- Texto proporcionado

En 2003, fecha de la invasión de Irak, había 17 millones de desplazados. Hoy son 62 millones

Como una avalancha. Así describe el crítico iraní Hamid Dabashi el año que se fue en un personalísimo texto para Al Jazeera. Dabashi cuenta cómo se crió usando tres calendarios: el solar de su país, el persa; el lunar de su religión, el musulmán; y el del Imperio, que “ciñe una sombra colonial en nuestras vidas”, el gregoriano. Al tiempo que se emplea en disquisiciones sobre los diversos almanaques que han regido su vida, a los que sumó el judío y el chino al mudarse a los Estados Unidos, Dabashi repasa los grandes sobresaltos de 2018, desde los más sonados a los conspicuamente ausentes del relato de los medios de comunicación.

“Se advierte imposible detenerse por un momento a preguntarse qué nos ha sucedido durante el último año”, escribe. “Pero debemos hacerlo”. Y se detiene en los mortíferos conflictos de África y Oriente Medio, como el de Yemen, donde “la horrenda campaña asesina del príncipe saudí Mohamed [bin Salmán] continúa bajo el patronato de sus aliados estadounidense, europeo e israelí”. El crítico cita un informe de las Naciones Unidas que predice que 132 millones de personas de 42 países necesitarán asistencia humanitaria en 2019, con Yemen, Siria, Afganistán y la República Centroafricana a la vanguardia de esta “calamidad causada por la codicia desenfrenada, el militarismo imbécil y la indecencia absoluta”.

Más grande que Francia o Reino Unido. El vigésimo país más grande del mundo, con más de sesenta millones de habitantes, la mitad niños o adolescentes. Así sería, de existir, el Estado de los sin Estado; la patria de los apátridas; la tierra de los desterrados. Un detallado informe de la web Axios repasa desde un sinfín de perspectivas la “mayor crisis de refugiados desde la Segunda Guerra Mundial”. De los muchísimos datos que ofrece, hay dos que dan qué pensar: La inmensa mayoría de desplazados provienen de Oriente Medio y África, y sus países de acogida son, abrumadoramente, sus vecinos en la región, y no la Europa que rechaza barcos de rescate o los Estados Unidos que levanta campamentos en el desierto para detenerlos. En 2003, fecha de la invasión de Irak, apenas había 17 millones de personas. Hoy son 62 [cerca de 68 millones si se incluyen los más de cinco millones de palestinos bajo el mandato de la Agencia de Naciones Unidas para los Refugiados de Palestina en Oriente Próximo].

Las cifras no incluyen los cinco millones y medio de refugiados palestinos que, recuerda Dabashi, se manifestaron durante 39 semanas consecutivas en Gaza para reclamar su derecho al retorno y el fin de la ocupación israelí. Lo pagaron caro. “Desde que empezaron las manifestaciones, más de 215 palestinos han sido asesinados y 18.000 resultado heridos por acción de las fuerzas israelíes”. Donde también reaccionó masivamente un pueblo al límite fue en Sudán, que vio cómo cientos de miles de personas salían a las calles para protestar contra el régimen de Omar al Bashir. “Mientras las demandas de las manifestaciones viraban de los asuntos socioeconómicos a la caída del régimen, el presidente Al Bashir desató la fuerza mortal de su aparato de seguridad, que acabó con la vida de decenas de manifestantes pacíficos”.

- Extractos de registros
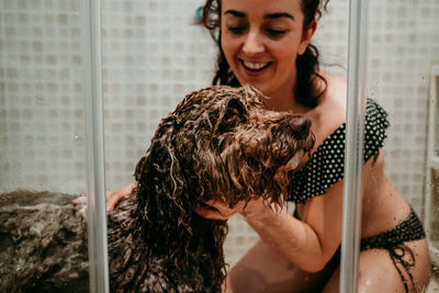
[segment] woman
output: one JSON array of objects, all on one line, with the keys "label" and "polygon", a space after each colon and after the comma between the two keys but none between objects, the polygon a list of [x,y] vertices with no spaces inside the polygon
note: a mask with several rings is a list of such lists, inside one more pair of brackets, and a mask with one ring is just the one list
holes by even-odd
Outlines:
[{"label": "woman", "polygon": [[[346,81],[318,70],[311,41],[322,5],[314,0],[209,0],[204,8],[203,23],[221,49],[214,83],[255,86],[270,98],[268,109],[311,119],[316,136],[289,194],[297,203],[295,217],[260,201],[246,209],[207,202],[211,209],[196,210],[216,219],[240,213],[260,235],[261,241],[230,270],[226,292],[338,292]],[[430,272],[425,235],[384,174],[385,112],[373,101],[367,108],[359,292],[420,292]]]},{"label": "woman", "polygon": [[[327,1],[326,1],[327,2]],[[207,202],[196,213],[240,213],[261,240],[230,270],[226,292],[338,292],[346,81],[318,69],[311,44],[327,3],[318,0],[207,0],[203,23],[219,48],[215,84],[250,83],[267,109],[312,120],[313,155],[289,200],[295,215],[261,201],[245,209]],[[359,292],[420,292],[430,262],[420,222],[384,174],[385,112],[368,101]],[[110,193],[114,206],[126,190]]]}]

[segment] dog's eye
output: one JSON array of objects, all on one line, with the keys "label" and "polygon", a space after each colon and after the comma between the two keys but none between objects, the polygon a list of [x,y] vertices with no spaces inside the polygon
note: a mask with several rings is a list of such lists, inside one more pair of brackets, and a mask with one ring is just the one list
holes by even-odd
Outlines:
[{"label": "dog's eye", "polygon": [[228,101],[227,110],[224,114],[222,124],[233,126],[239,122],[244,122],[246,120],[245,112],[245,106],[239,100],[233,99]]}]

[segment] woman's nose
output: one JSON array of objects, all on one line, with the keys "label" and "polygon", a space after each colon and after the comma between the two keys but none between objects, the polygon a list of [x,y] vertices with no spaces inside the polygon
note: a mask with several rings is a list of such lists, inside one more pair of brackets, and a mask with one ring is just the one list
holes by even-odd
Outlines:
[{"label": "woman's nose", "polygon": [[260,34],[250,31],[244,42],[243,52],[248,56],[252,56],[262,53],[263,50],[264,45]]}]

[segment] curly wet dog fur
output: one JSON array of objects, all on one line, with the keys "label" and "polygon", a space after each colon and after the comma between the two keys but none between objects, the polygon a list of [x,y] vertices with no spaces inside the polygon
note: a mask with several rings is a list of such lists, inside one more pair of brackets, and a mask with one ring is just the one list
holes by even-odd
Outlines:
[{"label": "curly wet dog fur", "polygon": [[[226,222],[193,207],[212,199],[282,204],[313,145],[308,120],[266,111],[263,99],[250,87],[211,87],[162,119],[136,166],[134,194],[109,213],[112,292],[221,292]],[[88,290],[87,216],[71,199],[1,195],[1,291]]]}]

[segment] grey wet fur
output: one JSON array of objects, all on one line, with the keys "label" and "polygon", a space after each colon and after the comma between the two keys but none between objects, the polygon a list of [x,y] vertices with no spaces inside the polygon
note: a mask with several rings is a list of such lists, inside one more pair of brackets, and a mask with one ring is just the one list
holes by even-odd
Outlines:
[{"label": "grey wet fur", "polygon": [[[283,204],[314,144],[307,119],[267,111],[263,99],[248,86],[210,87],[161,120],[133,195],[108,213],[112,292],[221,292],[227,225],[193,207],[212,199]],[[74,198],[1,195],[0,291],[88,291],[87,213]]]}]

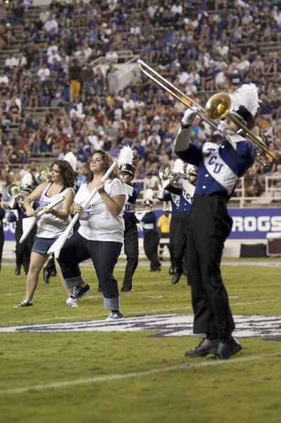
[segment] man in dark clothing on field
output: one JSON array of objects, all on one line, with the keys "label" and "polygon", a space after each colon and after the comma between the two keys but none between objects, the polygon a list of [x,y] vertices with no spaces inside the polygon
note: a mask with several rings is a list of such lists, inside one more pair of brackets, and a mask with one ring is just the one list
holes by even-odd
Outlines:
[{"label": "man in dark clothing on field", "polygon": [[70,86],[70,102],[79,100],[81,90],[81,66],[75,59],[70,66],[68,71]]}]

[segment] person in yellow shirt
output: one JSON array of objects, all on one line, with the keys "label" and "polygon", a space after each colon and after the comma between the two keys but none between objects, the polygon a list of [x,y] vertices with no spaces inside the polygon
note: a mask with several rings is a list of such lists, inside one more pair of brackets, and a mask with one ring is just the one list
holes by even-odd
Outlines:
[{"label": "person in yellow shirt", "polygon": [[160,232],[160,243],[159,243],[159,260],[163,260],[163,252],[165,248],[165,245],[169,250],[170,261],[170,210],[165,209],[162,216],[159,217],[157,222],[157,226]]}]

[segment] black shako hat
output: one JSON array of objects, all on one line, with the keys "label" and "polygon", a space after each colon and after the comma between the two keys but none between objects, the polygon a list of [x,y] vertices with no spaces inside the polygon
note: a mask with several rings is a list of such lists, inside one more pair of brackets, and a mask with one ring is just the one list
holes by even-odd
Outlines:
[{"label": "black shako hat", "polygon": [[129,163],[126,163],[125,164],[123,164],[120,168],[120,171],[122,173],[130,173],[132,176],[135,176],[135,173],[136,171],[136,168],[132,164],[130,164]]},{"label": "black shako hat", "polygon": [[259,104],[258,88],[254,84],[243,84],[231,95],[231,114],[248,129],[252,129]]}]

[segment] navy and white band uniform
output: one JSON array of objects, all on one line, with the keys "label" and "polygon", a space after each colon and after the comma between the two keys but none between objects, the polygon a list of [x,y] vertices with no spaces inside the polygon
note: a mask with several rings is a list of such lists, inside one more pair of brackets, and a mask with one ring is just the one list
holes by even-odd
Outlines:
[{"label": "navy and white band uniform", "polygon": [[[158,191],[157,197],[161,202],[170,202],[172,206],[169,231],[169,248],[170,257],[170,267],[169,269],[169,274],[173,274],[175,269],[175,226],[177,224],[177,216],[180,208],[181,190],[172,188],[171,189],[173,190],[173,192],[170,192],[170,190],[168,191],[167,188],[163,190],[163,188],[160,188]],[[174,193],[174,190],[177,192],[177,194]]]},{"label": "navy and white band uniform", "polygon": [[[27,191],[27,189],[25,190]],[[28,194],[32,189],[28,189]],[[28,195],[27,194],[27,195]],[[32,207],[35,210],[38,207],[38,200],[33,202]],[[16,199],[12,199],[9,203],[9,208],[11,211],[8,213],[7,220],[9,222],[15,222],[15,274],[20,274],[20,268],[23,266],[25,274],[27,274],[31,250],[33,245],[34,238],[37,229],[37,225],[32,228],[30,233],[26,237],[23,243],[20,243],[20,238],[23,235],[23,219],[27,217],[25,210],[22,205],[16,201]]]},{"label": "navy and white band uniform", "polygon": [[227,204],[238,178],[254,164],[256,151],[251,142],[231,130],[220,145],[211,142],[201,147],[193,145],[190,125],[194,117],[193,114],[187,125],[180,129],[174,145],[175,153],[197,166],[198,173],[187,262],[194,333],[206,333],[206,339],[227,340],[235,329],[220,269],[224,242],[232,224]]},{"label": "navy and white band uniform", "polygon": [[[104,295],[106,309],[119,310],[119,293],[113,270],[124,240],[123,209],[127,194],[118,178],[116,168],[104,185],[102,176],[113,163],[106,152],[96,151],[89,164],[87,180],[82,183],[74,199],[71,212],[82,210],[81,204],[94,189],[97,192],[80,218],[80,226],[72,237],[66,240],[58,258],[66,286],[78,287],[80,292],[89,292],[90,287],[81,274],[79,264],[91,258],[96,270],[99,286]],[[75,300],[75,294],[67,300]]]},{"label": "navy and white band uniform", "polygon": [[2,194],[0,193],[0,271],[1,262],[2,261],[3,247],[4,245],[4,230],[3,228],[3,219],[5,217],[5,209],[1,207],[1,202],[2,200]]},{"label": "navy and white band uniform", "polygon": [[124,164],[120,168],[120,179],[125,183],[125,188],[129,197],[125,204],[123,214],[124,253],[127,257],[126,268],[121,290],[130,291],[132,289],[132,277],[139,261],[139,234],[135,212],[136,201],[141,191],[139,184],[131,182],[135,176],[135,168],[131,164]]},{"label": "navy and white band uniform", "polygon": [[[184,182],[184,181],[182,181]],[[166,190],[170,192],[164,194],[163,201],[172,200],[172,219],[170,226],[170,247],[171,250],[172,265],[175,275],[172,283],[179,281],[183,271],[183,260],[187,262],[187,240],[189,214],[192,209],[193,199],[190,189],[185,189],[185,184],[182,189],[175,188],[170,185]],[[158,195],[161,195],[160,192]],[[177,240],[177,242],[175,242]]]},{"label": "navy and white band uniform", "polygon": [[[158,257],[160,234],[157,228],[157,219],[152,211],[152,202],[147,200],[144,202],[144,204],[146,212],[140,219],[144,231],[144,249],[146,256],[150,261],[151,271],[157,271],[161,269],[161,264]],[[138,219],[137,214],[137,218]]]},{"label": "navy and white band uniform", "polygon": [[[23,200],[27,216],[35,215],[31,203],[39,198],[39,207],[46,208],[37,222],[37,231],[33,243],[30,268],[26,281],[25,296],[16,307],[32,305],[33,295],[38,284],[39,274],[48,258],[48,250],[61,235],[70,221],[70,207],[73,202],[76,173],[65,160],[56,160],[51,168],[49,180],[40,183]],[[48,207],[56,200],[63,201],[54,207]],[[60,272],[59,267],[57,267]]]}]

- Ejercicio escrito 1
Según el texto sobre los desplazados, ¿cuántos desplazados había en 2003, año de la invasión de Irak?
- Ejercicio escrito 2
¿Puedes resumir el texto sobre los desplazados en dos oraciones?
- Ejercicio escrito 3
Reproduce el fragmento del texto sobre los desplazados que va desde "En 2003, fecha de la invasión de Irak, había" hasta "medios de comunicación.".
Los registros proceden de una fuente distinta a la del texto.

- Respuesta desarrollada 1
17 millones.

- Respuesta desarrollada 2
El crítico iraní Hamid Dabashi repasa en Al Jazeera los grandes sobresaltos de 2018, como la guerra de Yemen, y cita un informe de la ONU que prevé que 132 millones de personas de 42 países necesitarán asistencia humanitaria en 2019. Un informe de Axios señala que los desplazados son hoy 62 millones, procedentes sobre todo de Oriente Medio y África y acogidos en su mayoría por sus vecinos de la región, mientras Dabashi recuerda las protestas reprimidas con víctimas mortales en Gaza y en Sudán.

- Respuesta desarrollada 3
En 2003, fecha de la invasión de Irak, había 17 millones de desplazados. Hoy son 62 millones

Como una avalancha. Así describe el crítico iraní Hamid Dabashi el año que se fue en un personalísimo texto para Al Jazeera. Dabashi cuenta cómo se crió usando tres calendarios: el solar de su país, el persa; el lunar de su religión, el musulmán; y el del Imperio, que “ciñe una sombra colonial en nuestras vidas”, el gregoriano. Al tiempo que se emplea en disquisiciones sobre los diversos almanaques que han regido su vida, a los que sumó el judío y el chino al mudarse a los Estados Unidos, Dabashi repasa los grandes sobresaltos de 2018, desde los más sonados a los conspicuamente ausentes del relato de los medios de comunicación.